Supplied passage:
You Kip if you Want To

Comment

The British National Party won two seats in the European elections yesterday. Now we have our very own fascists to represent us, instead of having to rely on those of other countries.

This is entirely the fault of the Labour party.

Those people who are voting BNP are erstwhile Labour voters. They are poor, they come from deprived areas, and they feel that no-one is fighting their corner. They used to see Labour as being on their side, but not any more: constant streams of legislation from the government has made life worse for them, not better, yet they've been taken for granted as they had nowhere else, electorally speaking, to go. Unfortunately, the BNP has now given them somewhere to go. With its "you're discriminated against because you're caucasian" message (always studiously avoiding how that word "caucasian" is defined), it's easy to appeal to the British sense of fair play. We don't want to have more rights than immigrants or people with exotic ethnic backgrounds, we just want the same rights. We're not going to get those from MPs who are claiming twice as much in allowances as you get in benefits.

Yeah, right...

I can see why people, listening to this message, would decide to vote BNP. Perhaps the pendulum has swung too much in favour of dealing with the grievances of ethnic minorities over those equally badly off but (in racial terms, if not social terms) majority population members? Whose country is this anyway? Yes, OK, European election: give them a vote.

If this were indeed the entirety of the BNP's message, it wouldn't be so bad. However, it's not. The BNP has a much wider agenda than that which they have been pushing at the polls, and if they did get any degree of power then we could expect to see them pushing its other plans for this country forward too. It wouldn't be all at once, though, it would be gradual: just as Labour has gradually eroded our civil liberties rather than removing them in a single bill, so the BNP would gradually advance whichever of its views happened to benefit under some prevailing current affairs situation. A shooting here, a bombing there, a scandal to one side, a bad conviction to the other — anything that could be used as an excuse for forcing through legislation would be used to do just that. Yes, the voters will indeed get what they voted for — they'll just get a lot more that they didn't vote for, and wouldn't have voted for if they'd known in advance it was coming.

Instructions:
[1] In the commentary on the British National Party, how many seats did the party win in the European elections?
[2] Pick up the commentary on the British National Party at the point where it ends, and carry its argument forward.

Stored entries
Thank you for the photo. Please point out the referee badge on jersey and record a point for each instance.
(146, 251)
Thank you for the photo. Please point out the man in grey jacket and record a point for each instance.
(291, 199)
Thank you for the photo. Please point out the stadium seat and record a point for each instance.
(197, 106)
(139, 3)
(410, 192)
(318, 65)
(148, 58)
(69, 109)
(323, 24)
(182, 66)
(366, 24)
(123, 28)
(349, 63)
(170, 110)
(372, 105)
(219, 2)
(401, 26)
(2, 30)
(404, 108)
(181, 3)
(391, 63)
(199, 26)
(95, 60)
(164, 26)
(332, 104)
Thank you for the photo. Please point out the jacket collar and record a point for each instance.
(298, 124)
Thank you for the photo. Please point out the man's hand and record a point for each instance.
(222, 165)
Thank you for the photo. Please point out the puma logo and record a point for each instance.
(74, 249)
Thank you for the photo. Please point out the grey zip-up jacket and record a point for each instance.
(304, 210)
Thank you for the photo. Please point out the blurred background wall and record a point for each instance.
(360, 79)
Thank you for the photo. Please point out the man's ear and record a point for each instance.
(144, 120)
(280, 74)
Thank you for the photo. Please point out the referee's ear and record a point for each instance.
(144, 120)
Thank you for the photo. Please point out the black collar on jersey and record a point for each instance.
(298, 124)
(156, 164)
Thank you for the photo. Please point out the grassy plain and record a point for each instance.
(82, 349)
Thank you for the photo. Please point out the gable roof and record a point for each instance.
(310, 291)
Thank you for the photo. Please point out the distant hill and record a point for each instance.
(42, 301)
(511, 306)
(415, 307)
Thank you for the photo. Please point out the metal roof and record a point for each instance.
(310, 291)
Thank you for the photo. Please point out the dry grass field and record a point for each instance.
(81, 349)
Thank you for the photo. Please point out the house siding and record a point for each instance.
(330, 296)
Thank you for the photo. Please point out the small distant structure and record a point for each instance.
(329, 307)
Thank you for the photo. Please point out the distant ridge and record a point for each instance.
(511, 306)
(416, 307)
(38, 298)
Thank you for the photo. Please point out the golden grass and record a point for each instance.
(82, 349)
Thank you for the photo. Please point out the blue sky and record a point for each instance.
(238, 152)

Results for the exercise:
[1] Two seats.

[2]
This should be a wake-up call for Labour. They should be shocked by the stark evidence that they have abandoned their natural supporters so much that people are even prepared to vote fascist rather than for them. They need to readjust their priorities — and fast. Yet what are they doing? They're saying that this shows proportional representation to be a poor electoral system because it allows extremist minority parties to get seats.

Excuse me? YOU allowed them to get the seats! You arrogantly believed those votes were yours by right. Extremists don't get in because of proportional representation: they get in because swathes of people are being ignored by mainstream politicians. At least with PR you get to see this while you have time to do something about it. So DO something about it!

There are some decent people in the Labour party. There are plenty of decent Labour MPs. Their problem is that although they are in parliament, they're not in government.

10% of the votes in Yorkshire went to the BNP ... jeez ... as a Yorkshireman, the shame I feel right now...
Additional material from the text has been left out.